## TASK INSTRUCTIONS
Below are records; transcribe only the line with "Expected output, for every instance of the rear" and those after it, through the last line, without any change.

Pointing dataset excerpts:
---
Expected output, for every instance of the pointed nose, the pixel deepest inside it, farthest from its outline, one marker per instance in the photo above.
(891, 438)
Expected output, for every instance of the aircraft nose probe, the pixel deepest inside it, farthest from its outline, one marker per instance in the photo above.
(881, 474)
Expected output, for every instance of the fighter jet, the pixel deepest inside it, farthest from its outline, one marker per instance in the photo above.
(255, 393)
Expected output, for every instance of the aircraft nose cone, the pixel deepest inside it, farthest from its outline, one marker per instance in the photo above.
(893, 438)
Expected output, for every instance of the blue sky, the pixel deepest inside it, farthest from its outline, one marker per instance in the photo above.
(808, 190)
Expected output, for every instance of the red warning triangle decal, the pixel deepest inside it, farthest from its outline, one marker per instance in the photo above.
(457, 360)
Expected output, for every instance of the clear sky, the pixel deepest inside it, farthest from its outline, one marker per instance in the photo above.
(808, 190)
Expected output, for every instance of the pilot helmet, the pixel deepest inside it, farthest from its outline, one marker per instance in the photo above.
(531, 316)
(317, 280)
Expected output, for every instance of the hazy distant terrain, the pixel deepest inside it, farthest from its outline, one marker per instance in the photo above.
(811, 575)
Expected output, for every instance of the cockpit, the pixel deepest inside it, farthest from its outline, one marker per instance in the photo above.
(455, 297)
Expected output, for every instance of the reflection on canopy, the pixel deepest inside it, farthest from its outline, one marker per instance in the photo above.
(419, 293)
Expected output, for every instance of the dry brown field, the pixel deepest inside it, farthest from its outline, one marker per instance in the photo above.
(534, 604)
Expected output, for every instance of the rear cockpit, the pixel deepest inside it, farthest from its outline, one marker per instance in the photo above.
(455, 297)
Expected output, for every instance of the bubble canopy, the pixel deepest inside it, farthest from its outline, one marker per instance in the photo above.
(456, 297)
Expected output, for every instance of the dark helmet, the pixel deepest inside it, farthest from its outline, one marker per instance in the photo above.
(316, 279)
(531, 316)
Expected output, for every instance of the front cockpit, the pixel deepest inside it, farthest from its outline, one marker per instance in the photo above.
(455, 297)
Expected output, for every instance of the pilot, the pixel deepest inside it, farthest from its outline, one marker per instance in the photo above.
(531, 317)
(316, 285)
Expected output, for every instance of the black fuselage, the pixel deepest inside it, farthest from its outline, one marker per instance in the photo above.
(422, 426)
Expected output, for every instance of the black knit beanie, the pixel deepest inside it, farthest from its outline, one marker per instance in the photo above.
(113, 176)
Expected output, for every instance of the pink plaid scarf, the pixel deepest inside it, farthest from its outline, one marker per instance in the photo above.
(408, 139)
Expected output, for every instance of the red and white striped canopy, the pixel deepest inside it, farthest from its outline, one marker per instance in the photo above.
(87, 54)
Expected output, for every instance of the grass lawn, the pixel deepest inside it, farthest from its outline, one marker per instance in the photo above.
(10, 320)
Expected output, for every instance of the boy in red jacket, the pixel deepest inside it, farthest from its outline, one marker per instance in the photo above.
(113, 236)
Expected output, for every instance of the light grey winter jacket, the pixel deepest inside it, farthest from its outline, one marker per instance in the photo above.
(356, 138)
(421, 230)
---
## ANSWER BELOW
Expected output, for every instance of the rear cockpit, the pixel deepest inside it, farthest from its outline, one marker per instance in the photo above.
(455, 297)
Expected output, for every instance of the bubble canopy, the pixel deepest inside it, farthest from its outline, one marker per instance in the photo above.
(456, 297)
Expected output, for every instance of the dark helmet, the pixel deepest inside it, farthest from its outline, one marker per instance in the photo above.
(316, 279)
(531, 316)
Expected output, for every instance of the front cockpit, the pixel deepest inside it, farthest from its outline, one marker per instance in the photo above.
(455, 297)
Expected output, for every instance of the pilot, the pixel deepest inside it, farthest from its outline, one marker per instance in the photo above.
(531, 317)
(316, 285)
Expected output, for every instance of the black fuselage, the pixel deepest inside it, farthest from its outline, one marker per instance in the photo above.
(422, 426)
Expected output, for every instance of the black knit beanie, the pixel deepest inside it, farthest from its outline, one marker per instance in the photo above.
(113, 176)
Expected output, for every instance of the pink plaid scarf, the pixel deepest inside it, farthest from its outline, one marker per instance in the photo above.
(408, 139)
Expected output, for every instance of the red and white striped canopy, the pixel deepest inside it, farthest from its outline, one marker per instance in the photo above.
(87, 54)
Expected output, for every instance of the grass lawn, the pixel deepest inside it, farthest from its outline, one marker per instance in the photo above.
(10, 320)
Expected output, for every instance of the boy in red jacket, the pixel deepest inside it, farthest from its outline, one marker per instance in the photo above.
(113, 236)
Expected output, for every instance of the light grey winter jacket, the pixel deepest inside it, farthest from its outline, one marker per instance in the photo above.
(356, 138)
(421, 230)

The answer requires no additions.